▶ **DESCRIPTION OF THE TASK**
Hunt through the entries for the word "written" and copy each line in which it appears.

** Opening SUPPLIED MATERIAL block **

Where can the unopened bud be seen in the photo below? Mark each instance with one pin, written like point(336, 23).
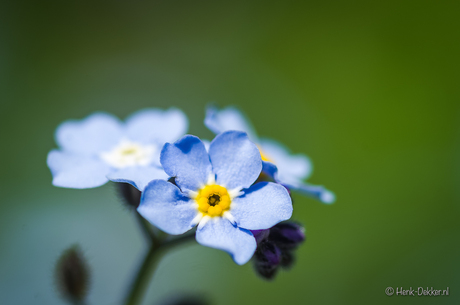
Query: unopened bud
point(267, 259)
point(287, 235)
point(72, 275)
point(131, 195)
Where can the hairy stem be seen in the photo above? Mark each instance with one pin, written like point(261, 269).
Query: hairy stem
point(147, 268)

** Closing SUPPLIED MATERIAL block **

▶ **EXPECTED ANSWER**
Where can the unopened bud be seen in the photo below? Mark each instance with one pin, written like point(336, 23).
Where can the hairy stem be seen in the photo above? Mark each instance with one pin, written like point(261, 269).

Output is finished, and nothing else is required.